## [WHAT IS BEING ASKED]
Every line below that has "steps" in it should be copied.
GIVEN RECORDS START
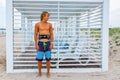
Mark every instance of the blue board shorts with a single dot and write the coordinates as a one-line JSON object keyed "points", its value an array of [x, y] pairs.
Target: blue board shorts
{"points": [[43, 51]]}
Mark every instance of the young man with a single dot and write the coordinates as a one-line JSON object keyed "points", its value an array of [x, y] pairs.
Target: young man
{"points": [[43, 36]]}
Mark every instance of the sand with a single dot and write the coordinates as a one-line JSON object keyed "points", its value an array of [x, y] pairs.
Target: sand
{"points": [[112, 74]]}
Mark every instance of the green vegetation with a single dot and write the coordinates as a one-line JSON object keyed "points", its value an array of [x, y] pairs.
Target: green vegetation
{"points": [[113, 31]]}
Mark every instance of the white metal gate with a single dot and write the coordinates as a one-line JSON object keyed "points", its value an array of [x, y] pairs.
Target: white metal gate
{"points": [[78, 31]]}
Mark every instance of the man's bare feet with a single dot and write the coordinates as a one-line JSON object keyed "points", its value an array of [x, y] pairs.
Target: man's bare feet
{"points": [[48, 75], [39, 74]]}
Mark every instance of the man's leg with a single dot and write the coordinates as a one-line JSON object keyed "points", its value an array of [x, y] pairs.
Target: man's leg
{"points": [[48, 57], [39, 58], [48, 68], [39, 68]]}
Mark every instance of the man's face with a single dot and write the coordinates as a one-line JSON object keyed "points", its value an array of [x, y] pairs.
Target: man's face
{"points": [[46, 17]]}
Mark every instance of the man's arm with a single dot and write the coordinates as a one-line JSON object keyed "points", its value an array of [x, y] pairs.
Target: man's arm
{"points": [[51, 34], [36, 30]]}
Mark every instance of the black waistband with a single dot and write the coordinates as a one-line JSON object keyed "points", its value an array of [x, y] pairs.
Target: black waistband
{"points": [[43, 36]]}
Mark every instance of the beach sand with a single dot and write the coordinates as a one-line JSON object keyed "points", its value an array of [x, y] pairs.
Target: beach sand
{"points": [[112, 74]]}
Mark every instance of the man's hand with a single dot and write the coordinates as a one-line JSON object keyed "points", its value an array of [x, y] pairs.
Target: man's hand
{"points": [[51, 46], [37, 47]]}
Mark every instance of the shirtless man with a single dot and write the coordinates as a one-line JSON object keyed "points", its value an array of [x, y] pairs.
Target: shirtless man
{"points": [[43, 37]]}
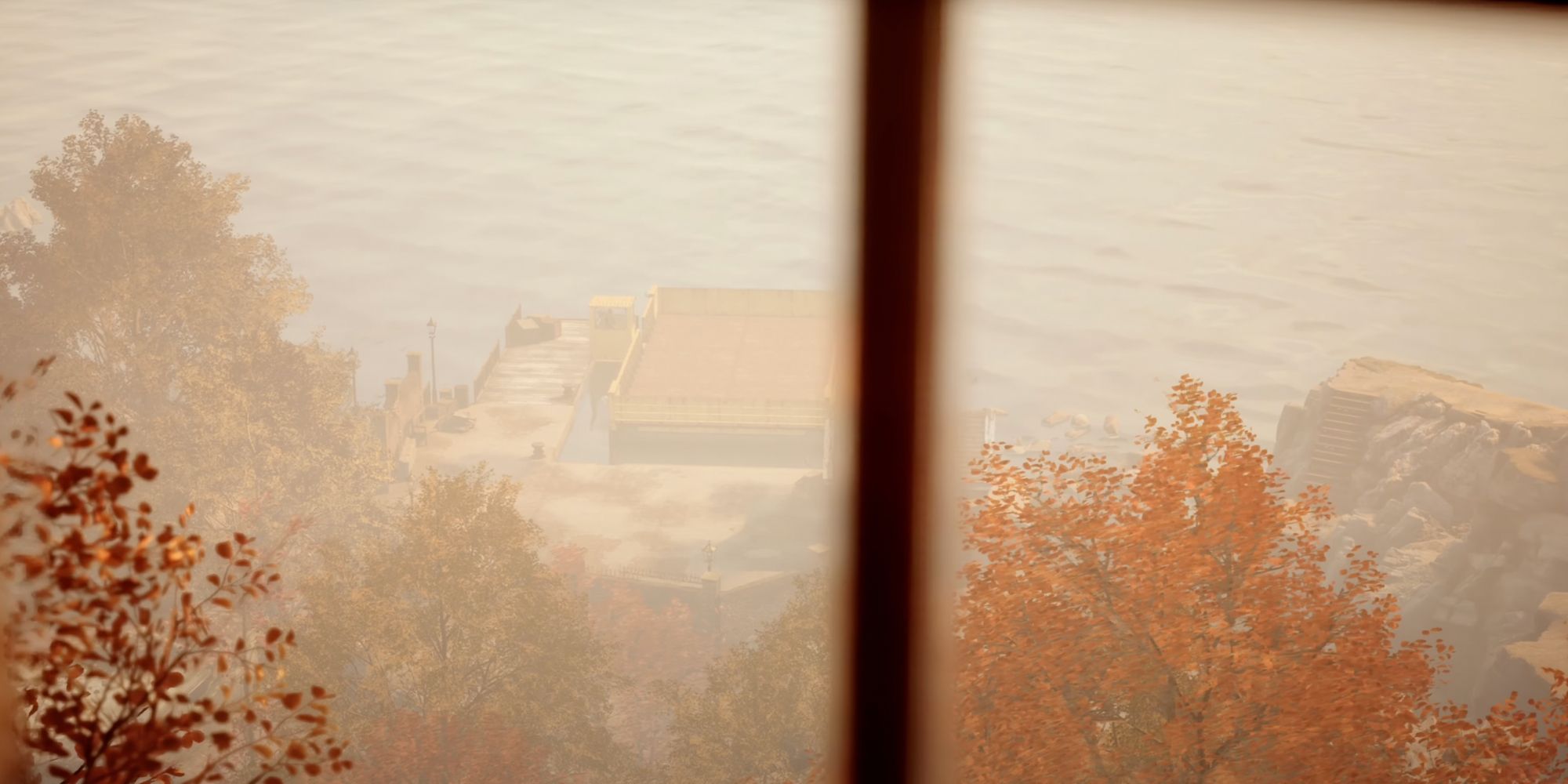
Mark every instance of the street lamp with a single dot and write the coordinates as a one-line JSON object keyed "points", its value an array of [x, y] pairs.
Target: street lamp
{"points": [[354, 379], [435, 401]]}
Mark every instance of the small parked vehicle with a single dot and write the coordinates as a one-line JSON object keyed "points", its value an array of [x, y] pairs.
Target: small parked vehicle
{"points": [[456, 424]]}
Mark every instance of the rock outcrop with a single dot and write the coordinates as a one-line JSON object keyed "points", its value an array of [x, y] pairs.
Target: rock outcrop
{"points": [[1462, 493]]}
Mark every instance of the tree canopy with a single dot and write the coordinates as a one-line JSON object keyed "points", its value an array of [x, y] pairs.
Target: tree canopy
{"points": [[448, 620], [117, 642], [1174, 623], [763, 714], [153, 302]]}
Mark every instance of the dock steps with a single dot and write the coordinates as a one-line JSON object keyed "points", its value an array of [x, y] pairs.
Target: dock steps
GIVEN RECORDS END
## [WRITTEN ANSWER]
Mark every instance of the dock steps with a single dot and write the coordinates as a one-line JSON object keyed "points", its value an array of [x, y] pairs.
Target: dock steps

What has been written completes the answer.